Fragmento de texto —
(Foto cedida por Fernando Escorza Muñoz, reservados los derechos de imagen)
“Aquellos que poseen las cualidades de reconocer los problemas, de imaginación e intuición, cualidades esenciales para el futuro, se encuentran, sino apartados de todo puesto de responsabilidad importante, sí, al menos, fuertemente penalizados en su carrera futura”
(Michel Crozier, La crisis de la inteligencia. Ensayo sobre la incapacidad de las élites para reformarse. INAP, pp. 140-141)
Como uno no puede reinventarse todos los días, utilizaré como base de partida para esta entrada un esquema ya dibujado en 2018 que partía por enunciar 12 tesis y 6 hipótesis sobre la selección de empleados públicos y su futuro, con las necesarias precisiones y adaptaciones, así como con la inevitable advertencia de que el futuro que entonces dibujaba ya es presente; y de que también nada apenas se ha avanzado: los mismos problemas de entonces siguen siendo los de ahora. Pero no repetiré lo ya expuesto; el lector interesado puede consultarlo (aquí) (aquí) y (aquí).

Problema planteado A — Reproduce todo lo que va desde "(Foto cedida por" hasta "INAP, pp. 140-141)" en la entrada sobre la selección de empleados públicos, pero sustituye "responsabilidad" por "dirección".

Registros de datos —
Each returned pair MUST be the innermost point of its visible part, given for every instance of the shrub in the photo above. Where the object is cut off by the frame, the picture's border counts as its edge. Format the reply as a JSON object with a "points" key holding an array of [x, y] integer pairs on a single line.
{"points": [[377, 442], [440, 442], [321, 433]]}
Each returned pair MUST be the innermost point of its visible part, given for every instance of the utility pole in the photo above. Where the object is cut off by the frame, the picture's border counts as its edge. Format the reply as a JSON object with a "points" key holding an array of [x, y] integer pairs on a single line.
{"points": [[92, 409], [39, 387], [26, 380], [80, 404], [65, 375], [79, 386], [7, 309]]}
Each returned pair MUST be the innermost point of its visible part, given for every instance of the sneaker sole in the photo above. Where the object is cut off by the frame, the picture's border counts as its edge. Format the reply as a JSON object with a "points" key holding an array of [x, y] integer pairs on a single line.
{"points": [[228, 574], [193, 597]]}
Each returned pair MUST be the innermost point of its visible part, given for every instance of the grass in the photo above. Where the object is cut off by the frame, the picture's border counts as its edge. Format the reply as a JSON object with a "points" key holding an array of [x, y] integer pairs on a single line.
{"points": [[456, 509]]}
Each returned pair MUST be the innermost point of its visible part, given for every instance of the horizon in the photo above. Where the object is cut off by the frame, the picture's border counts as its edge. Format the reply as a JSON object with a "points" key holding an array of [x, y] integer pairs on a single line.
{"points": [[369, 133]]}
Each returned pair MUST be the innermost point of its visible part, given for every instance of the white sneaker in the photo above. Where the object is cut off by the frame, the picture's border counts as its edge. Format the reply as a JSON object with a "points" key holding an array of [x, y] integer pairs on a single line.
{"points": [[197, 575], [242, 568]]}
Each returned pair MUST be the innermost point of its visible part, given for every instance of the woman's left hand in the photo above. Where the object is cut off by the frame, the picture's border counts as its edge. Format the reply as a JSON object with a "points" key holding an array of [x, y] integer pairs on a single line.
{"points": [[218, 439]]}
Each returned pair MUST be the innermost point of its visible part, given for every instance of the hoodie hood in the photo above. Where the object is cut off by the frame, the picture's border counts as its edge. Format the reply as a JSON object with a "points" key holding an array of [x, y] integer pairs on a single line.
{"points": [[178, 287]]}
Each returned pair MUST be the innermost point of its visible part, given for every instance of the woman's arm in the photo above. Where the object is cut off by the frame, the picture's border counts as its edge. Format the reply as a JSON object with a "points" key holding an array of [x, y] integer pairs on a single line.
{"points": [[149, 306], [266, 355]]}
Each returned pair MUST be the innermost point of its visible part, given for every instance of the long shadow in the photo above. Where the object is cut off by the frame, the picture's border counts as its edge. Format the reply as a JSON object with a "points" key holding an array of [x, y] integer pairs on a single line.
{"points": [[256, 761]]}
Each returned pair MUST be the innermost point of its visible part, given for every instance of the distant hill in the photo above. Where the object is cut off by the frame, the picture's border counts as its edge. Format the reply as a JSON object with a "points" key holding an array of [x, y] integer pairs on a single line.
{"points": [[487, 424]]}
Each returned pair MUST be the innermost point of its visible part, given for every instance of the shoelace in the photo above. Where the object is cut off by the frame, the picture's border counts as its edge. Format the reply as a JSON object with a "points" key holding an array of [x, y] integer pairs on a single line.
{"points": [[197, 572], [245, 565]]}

Problema planteado B — Identifica en el listado cada línea que contenga la palabra "sneaker" y cópiala tal cual.

Salida esperada A —
(Foto cedida por Fernando Escorza Muñoz, reservados los derechos de imagen)
“Aquellos que poseen las cualidades de reconocer los problemas, de imaginación e intuición, cualidades esenciales para el futuro, se encuentran, sino apartados de todo puesto de dirección importante, sí, al menos, fuertemente penalizados en su carrera futura”
(Michel Crozier, La crisis de la inteligencia. Ensayo sobre la incapacidad de las élites para reformarse. INAP, pp. 140-141)

Salida esperada B —
Each returned pair MUST be the innermost point of its visible part, given for every instance of the sneaker sole in the photo above. Where the object is cut off by the frame, the picture's border counts as its edge. Format the reply as a JSON object with a "points" key holding an array of [x, y] integer pairs on a single line.
Each returned pair MUST be the innermost point of its visible part, given for every instance of the white sneaker in the photo above. Where the object is cut off by the frame, the picture's border counts as its edge. Format the reply as a JSON object with a "points" key holding an array of [x, y] integer pairs on a single line.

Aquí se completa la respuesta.